* [Saved entries]:
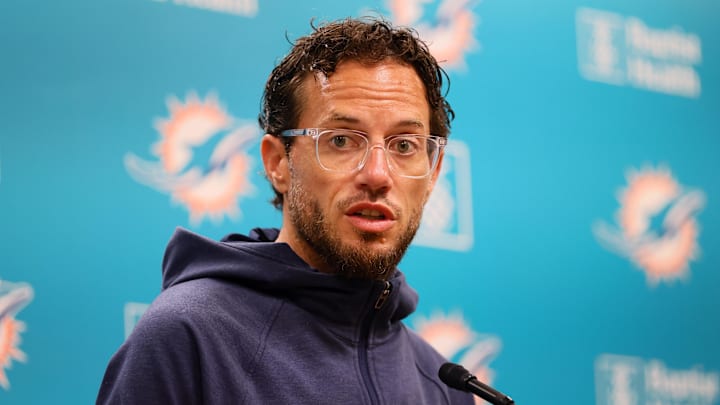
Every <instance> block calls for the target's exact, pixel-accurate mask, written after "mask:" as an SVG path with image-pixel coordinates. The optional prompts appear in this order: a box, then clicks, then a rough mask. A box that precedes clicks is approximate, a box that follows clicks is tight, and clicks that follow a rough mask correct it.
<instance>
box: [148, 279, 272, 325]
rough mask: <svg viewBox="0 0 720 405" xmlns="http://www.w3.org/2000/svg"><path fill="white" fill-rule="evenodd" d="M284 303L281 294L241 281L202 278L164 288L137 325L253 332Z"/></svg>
mask: <svg viewBox="0 0 720 405" xmlns="http://www.w3.org/2000/svg"><path fill="white" fill-rule="evenodd" d="M281 303H282V299H281V298H279V297H274V296H270V295H267V294H263V293H261V292H258V291H255V290H253V289H252V288H248V287H247V286H244V285H242V284H239V283H234V282H230V281H226V280H222V279H213V278H198V279H194V280H189V281H185V282H182V283H179V284H176V285H174V286H172V287H170V288H167V289H165V290H163V291H162V292H161V293H160V295H159V296H158V297H157V298H156V299H155V300H154V301H153V303H152V304H151V305H150V307H149V308H148V310H147V312H146V313H145V314H143V316H142V318H141V319H140V321H139V322H138V325H137V327H138V328H140V329H141V330H142V329H144V330H145V331H144V332H145V333H151V334H163V333H177V332H180V333H183V334H191V335H205V334H207V333H213V332H212V331H216V332H218V333H223V331H227V332H228V333H232V334H235V335H237V334H238V333H245V334H249V335H250V334H253V333H254V331H255V330H256V329H254V328H257V327H258V326H260V325H261V324H264V323H266V322H268V320H269V319H272V318H273V316H272V315H273V313H274V312H275V311H277V310H278V309H279V308H280V306H281ZM168 331H169V332H168Z"/></svg>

* [WORK TO COMPLETE]: Reproduce every line of the records above without any alteration, omitting the pictures.

* [SOLUTION]:
Every <instance> block calls for the target's exact, pixel-accurate mask, written after "mask:" as an SVG path with image-pixel coordinates. The optional prompts appear in this order: a box, then clicks, then a rough mask. A box that precedes clicks is approximate, a box that follows clicks is tight, and clicks that follow a rough mask correct it.
<instance>
box: [148, 279, 272, 325]
rough mask: <svg viewBox="0 0 720 405" xmlns="http://www.w3.org/2000/svg"><path fill="white" fill-rule="evenodd" d="M284 303L281 294L241 281L202 278L164 288L137 325L253 332Z"/></svg>
mask: <svg viewBox="0 0 720 405" xmlns="http://www.w3.org/2000/svg"><path fill="white" fill-rule="evenodd" d="M281 303H282V299H281V298H279V297H274V296H270V295H267V294H263V293H261V292H258V291H255V290H253V289H252V288H248V287H247V286H244V285H242V284H239V283H234V282H230V281H226V280H222V279H213V278H198V279H194V280H189V281H185V282H182V283H179V284H176V285H174V286H172V287H170V288H167V289H165V290H163V291H162V292H161V293H160V295H159V296H158V297H157V298H156V299H155V300H154V301H153V303H152V304H151V305H150V307H149V308H148V310H147V312H146V313H145V314H143V316H142V318H141V319H140V321H139V322H138V325H137V327H138V328H140V329H141V330H142V329H144V330H145V331H144V332H145V333H151V334H163V333H177V332H180V333H183V334H191V335H205V334H207V333H213V332H212V331H216V332H218V333H223V331H227V332H228V333H232V334H235V335H237V334H238V333H245V334H249V335H250V334H253V333H254V331H255V330H256V329H254V328H257V327H258V326H260V325H261V324H264V323H266V322H268V320H269V319H272V318H273V316H272V315H273V313H274V312H275V311H277V310H278V309H279V308H280V306H281ZM168 331H169V332H168Z"/></svg>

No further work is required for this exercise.